Faisant fi des mesures de libéralisation du marché de l’électricité qu’il a pourtant lui-même instaurées, le gouvernement Abe a décidé de mettre autoritairement à contribution les opérateurs d’électricité nouvellement arrivés, notamment les fournisseurs d’électricité issue de ressources renouvelables, dont les tarifs d’utilisation des lignes de transmission qu’ils empruntent seront augmentés. Ce coût sera répercuté sur les consommateurs, y compris sur ceux ayant fait le choix de ne pas se fournir auprès d’un opérateur d’électricité d’origine nucléaire.

# ESSAYEZ:
D'après l'extrait sur la libéralisation du marché de l'électricité, sur qui le coût sera-t-il répercuté ? Les lignes ci-dessous proviennent d'une autre source.

# DONNÉES FOURNIES:
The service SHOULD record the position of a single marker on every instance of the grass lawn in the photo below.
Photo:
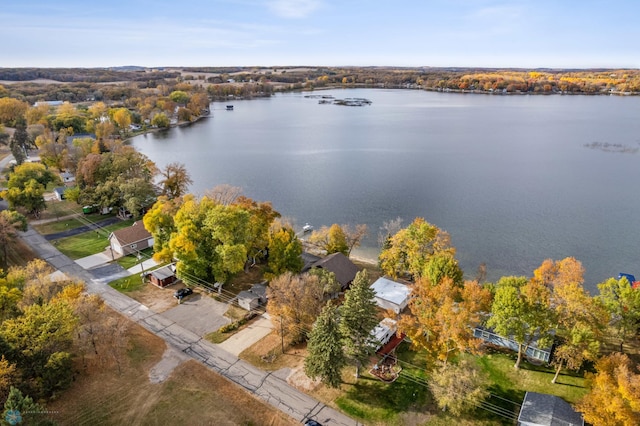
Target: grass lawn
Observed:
(191, 395)
(88, 243)
(128, 284)
(131, 260)
(512, 384)
(66, 224)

# RÉSULTAT OBTENU:
Sur les consommateurs, y compris ceux ayant fait le choix de ne pas se fournir auprès d'un opérateur d'électricité d'origine nucléaire.